CONSEGNA 1 → Modifichi il passo del testo sull'omelia per l'apertura della Porta Santa che comincia con "14 Maggio 2025" e termina con "bontà e giustizia.", sostituendo "Porta Santa" con "Porta giubilare".

14 Maggio 2025

«Ogni porta chiusa diventi una porta aperta!» – L’omelia della Messa del cardinale Reina in occasione dell’apertura della Porta Santa a San Giovanni in Laterano

Foto Diocesi di Roma / Gennari

Di seguito il testo integrale dell’omelia pronunciata dal cardinale vicario Baldassare Reina nella Messa di oggi, 29 dicembre 2024, festa della Santa Famiglia di Nazareth, in occasione dell’apertura della Porta Santa nella basilica di San Giovanni in Laterano

Con grande gioia abbiamo vissuto il gesto dell’apertura della Porta Santa nella nostra Cattedrale; con esso abbiamo voluto rinnovare la professione di fede in Cristo, Porta della nostra salvezza, confermando il nostro impegno a essere per ogni fratello e sorella segno concreto di speranza, aprendo la porta del nostro cuore attraverso sentimenti di misericordia, bontà e giustizia.

CONSEGNA 2 → Trascriva come elenco JSON di stringhe, una per ciascuna riga e senza righe vuote, le righe dei record dal loro inizio fino alla riga che contiene "positive clicks: (94, 68) (50, 105)", quest'ultima compresa. Escluda le immagini dalla risposta.

MATERIALE FORNITO →
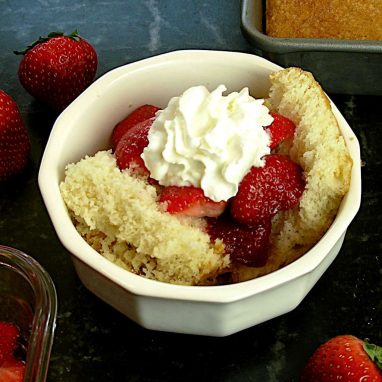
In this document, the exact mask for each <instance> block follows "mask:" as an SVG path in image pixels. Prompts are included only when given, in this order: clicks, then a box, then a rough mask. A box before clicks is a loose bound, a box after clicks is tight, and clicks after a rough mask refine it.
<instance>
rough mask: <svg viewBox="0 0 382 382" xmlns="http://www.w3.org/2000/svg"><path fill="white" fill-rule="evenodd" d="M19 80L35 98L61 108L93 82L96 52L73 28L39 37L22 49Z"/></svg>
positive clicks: (94, 68) (50, 105)
mask: <svg viewBox="0 0 382 382" xmlns="http://www.w3.org/2000/svg"><path fill="white" fill-rule="evenodd" d="M15 53H16V54H24V57H23V59H22V60H21V62H20V66H19V79H20V82H21V84H22V85H23V86H24V88H25V89H26V90H27V91H28V92H29V93H30V94H31V95H32V96H34V97H35V98H36V99H38V100H40V101H42V102H44V103H47V104H48V105H50V106H51V107H52V108H53V109H55V110H57V111H61V110H63V109H64V108H65V107H66V106H68V105H69V104H70V103H71V102H72V101H73V100H74V99H75V98H76V97H77V96H78V95H80V94H81V93H82V92H83V91H84V90H85V89H86V88H87V87H88V86H89V85H90V84H91V82H92V81H93V79H94V76H95V74H96V71H97V64H98V60H97V53H96V51H95V50H94V48H93V47H92V46H91V45H90V44H89V43H88V42H87V41H85V40H84V39H82V38H81V37H80V36H79V35H78V33H77V31H75V32H73V33H71V34H70V35H68V36H65V35H64V34H63V33H61V32H54V33H50V34H49V35H48V37H46V38H44V37H40V38H39V39H38V40H37V41H36V42H35V43H33V44H32V45H30V46H29V47H28V48H27V49H26V50H25V51H23V52H15Z"/></svg>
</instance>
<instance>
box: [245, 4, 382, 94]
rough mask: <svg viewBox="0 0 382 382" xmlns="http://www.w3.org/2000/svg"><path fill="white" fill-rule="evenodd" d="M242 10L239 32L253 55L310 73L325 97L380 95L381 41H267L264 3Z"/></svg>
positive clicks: (306, 38)
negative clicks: (241, 35) (338, 95)
mask: <svg viewBox="0 0 382 382" xmlns="http://www.w3.org/2000/svg"><path fill="white" fill-rule="evenodd" d="M241 6H242V12H241V29H242V32H243V35H244V36H245V37H246V39H247V40H248V42H249V43H250V46H251V48H252V50H253V51H254V53H256V54H258V55H260V56H263V57H265V58H267V59H269V60H271V61H273V62H275V63H277V64H279V65H281V66H284V67H288V66H298V67H301V68H303V69H305V70H308V71H311V72H312V73H313V74H314V76H315V78H316V79H317V80H318V81H319V82H320V83H321V85H322V87H323V88H324V89H325V91H326V92H328V93H339V94H364V95H366V94H368V95H382V41H354V40H336V39H308V38H275V37H270V36H267V35H266V34H265V0H242V4H241Z"/></svg>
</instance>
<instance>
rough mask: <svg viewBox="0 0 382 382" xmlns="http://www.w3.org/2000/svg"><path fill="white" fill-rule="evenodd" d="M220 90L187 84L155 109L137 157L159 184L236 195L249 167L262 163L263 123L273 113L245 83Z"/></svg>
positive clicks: (213, 196)
mask: <svg viewBox="0 0 382 382" xmlns="http://www.w3.org/2000/svg"><path fill="white" fill-rule="evenodd" d="M226 90H227V89H226V87H225V86H224V85H219V86H218V87H217V88H216V89H215V90H214V91H212V92H211V93H210V92H209V91H208V89H207V88H206V87H204V86H195V87H191V88H189V89H188V90H186V91H185V92H184V93H183V94H182V95H181V96H180V97H174V98H172V99H171V100H170V102H169V104H168V106H167V107H166V108H165V109H163V110H161V111H159V112H158V113H157V115H156V118H155V120H154V123H153V125H152V127H151V129H150V131H149V136H148V138H149V144H148V146H147V147H146V148H145V150H144V151H143V154H142V158H143V160H144V162H145V165H146V167H147V168H148V170H149V171H150V174H151V177H152V178H154V179H156V180H157V181H158V182H159V184H161V185H163V186H170V185H176V186H195V187H201V188H202V189H203V191H204V194H205V195H206V196H208V197H209V198H210V199H212V200H214V201H217V202H218V201H222V200H228V199H229V198H231V197H232V196H234V195H236V193H237V190H238V186H239V183H240V182H241V180H242V179H243V177H244V176H245V175H246V173H247V172H248V171H249V169H250V168H251V167H252V166H257V167H261V166H264V160H263V157H264V155H267V154H269V153H270V148H269V144H270V136H269V134H268V133H267V132H266V131H265V130H264V126H268V125H270V124H271V123H272V121H273V117H272V116H271V115H270V114H269V110H268V108H267V107H266V106H265V105H264V104H263V103H264V100H263V99H255V98H253V97H251V96H250V95H249V90H248V88H243V89H242V90H241V91H240V92H233V93H230V94H228V95H227V96H223V92H225V91H226Z"/></svg>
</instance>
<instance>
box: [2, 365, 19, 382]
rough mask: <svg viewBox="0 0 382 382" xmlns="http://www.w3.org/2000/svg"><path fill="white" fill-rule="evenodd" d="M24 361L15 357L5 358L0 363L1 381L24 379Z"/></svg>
mask: <svg viewBox="0 0 382 382" xmlns="http://www.w3.org/2000/svg"><path fill="white" fill-rule="evenodd" d="M24 373H25V363H24V362H23V361H18V360H15V359H7V360H6V361H5V362H3V364H1V365H0V381H1V382H22V381H23V380H24Z"/></svg>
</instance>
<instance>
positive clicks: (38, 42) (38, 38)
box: [13, 29, 82, 55]
mask: <svg viewBox="0 0 382 382" xmlns="http://www.w3.org/2000/svg"><path fill="white" fill-rule="evenodd" d="M54 37H69V38H71V39H73V40H76V41H79V40H80V39H81V38H82V37H81V36H80V35H79V34H78V31H77V29H76V30H74V31H73V32H72V33H70V34H68V35H65V34H64V32H50V33H49V34H48V36H47V37H43V36H40V37H39V38H38V39H37V40H36V41H34V42H33V43H32V44H30V45H28V46H27V47H26V48H25V49H24V50H20V51H18V50H14V51H13V53H14V54H16V55H24V54H25V53H27V52H28V51H29V50H30V49H32V48H33V47H35V46H36V45H38V44H41V43H43V42H46V41H48V40H49V39H51V38H54Z"/></svg>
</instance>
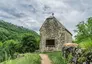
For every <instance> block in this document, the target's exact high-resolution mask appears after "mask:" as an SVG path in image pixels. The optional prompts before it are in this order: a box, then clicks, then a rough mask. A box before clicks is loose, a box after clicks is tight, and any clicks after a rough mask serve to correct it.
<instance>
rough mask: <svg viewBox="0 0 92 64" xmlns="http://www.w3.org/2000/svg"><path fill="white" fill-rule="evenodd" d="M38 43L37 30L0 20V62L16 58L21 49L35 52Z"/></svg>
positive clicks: (38, 36) (28, 51)
mask: <svg viewBox="0 0 92 64" xmlns="http://www.w3.org/2000/svg"><path fill="white" fill-rule="evenodd" d="M30 35H31V36H30ZM38 44H39V35H38V34H37V33H36V32H35V31H32V30H29V29H27V28H24V27H20V26H17V25H14V24H11V23H8V22H5V21H3V20H0V62H2V61H5V60H7V59H12V58H14V57H15V56H14V54H15V53H19V52H20V51H22V52H23V53H25V52H33V51H35V50H36V49H38V47H39V45H38ZM23 46H24V47H23Z"/></svg>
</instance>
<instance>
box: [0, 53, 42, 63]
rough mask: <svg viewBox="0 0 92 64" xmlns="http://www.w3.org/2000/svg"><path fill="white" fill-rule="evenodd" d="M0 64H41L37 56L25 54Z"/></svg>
mask: <svg viewBox="0 0 92 64" xmlns="http://www.w3.org/2000/svg"><path fill="white" fill-rule="evenodd" d="M0 64H41V62H40V57H39V54H36V53H27V54H25V56H24V57H21V58H17V59H14V60H8V61H5V62H3V63H0Z"/></svg>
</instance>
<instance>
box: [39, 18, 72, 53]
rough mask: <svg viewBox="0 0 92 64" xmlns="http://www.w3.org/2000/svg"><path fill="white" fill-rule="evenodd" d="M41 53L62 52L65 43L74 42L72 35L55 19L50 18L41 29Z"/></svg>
mask: <svg viewBox="0 0 92 64" xmlns="http://www.w3.org/2000/svg"><path fill="white" fill-rule="evenodd" d="M40 35H41V42H40V51H41V52H48V51H61V48H62V45H63V44H64V43H69V42H72V34H71V33H70V32H69V31H68V30H67V29H66V28H65V27H64V26H63V25H62V24H61V23H60V22H59V21H58V20H57V19H56V18H55V17H54V16H51V17H48V18H47V19H46V20H45V22H44V23H43V25H42V27H41V28H40Z"/></svg>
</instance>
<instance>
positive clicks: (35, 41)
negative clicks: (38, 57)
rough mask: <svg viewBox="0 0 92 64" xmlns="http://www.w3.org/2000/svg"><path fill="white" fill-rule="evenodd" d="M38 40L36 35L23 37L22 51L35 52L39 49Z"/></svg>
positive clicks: (21, 43) (22, 41) (22, 39)
mask: <svg viewBox="0 0 92 64" xmlns="http://www.w3.org/2000/svg"><path fill="white" fill-rule="evenodd" d="M36 43H37V41H36V39H35V37H34V36H32V35H28V36H25V37H23V39H22V42H21V45H22V47H21V49H22V52H34V51H35V50H36V49H37V44H36Z"/></svg>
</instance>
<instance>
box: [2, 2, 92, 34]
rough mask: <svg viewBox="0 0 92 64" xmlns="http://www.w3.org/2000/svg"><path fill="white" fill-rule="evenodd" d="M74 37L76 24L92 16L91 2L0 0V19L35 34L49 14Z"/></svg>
mask: <svg viewBox="0 0 92 64" xmlns="http://www.w3.org/2000/svg"><path fill="white" fill-rule="evenodd" d="M52 12H53V13H54V16H55V17H56V18H57V19H58V20H59V21H60V22H61V23H62V24H63V25H64V26H65V27H66V28H67V29H68V30H69V31H70V32H71V33H72V34H73V35H74V34H75V33H74V31H73V30H75V29H76V24H78V23H79V22H80V21H83V20H86V19H87V18H88V17H90V16H92V0H0V19H1V20H5V21H7V22H11V23H13V24H17V25H19V26H24V27H27V28H30V29H32V30H34V31H36V32H39V29H40V27H41V25H42V23H43V22H44V20H45V19H46V18H47V17H49V16H51V13H52Z"/></svg>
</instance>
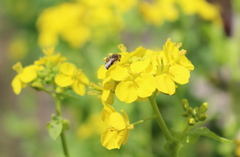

SOLUZIONE PROPOSTA 1 →
14 Maggio 2025

«Ogni porta chiusa diventi una porta aperta!» – L’omelia della Messa del cardinale Reina in occasione dell’apertura della Porta giubilare a San Giovanni in Laterano

Foto Diocesi di Roma / Gennari

Di seguito il testo integrale dell’omelia pronunciata dal cardinale vicario Baldassare Reina nella Messa di oggi, 29 dicembre 2024, festa della Santa Famiglia di Nazareth, in occasione dell’apertura della Porta giubilare nella basilica di San Giovanni in Laterano

Con grande gioia abbiamo vissuto il gesto dell’apertura della Porta giubilare nella nostra Cattedrale; con esso abbiamo voluto rinnovare la professione di fede in Cristo, Porta della nostra salvezza, confermando il nostro impegno a essere per ogni fratello e sorella segno concreto di speranza, aprendo la porta del nostro cuore attraverso sentimenti di misericordia, bontà e giustizia.

SOLUZIONE PROPOSTA 2 →
[
  "In this document, the exact mask for each <instance> block follows \"mask:\" as an SVG path in image pixels. Prompts are included only when given, in this order: clicks, then a box, then a rough mask. A box before clicks is a loose bound, a box after clicks is tight, and clicks after a rough mask refine it.",
  "<instance>",
  "rough mask: <svg viewBox=\"0 0 382 382\" xmlns=\"http://www.w3.org/2000/svg\"><path fill=\"white\" fill-rule=\"evenodd\" d=\"M19 80L35 98L61 108L93 82L96 52L73 28L39 37L22 49Z\"/></svg>",
  "positive clicks: (94, 68) (50, 105)"
]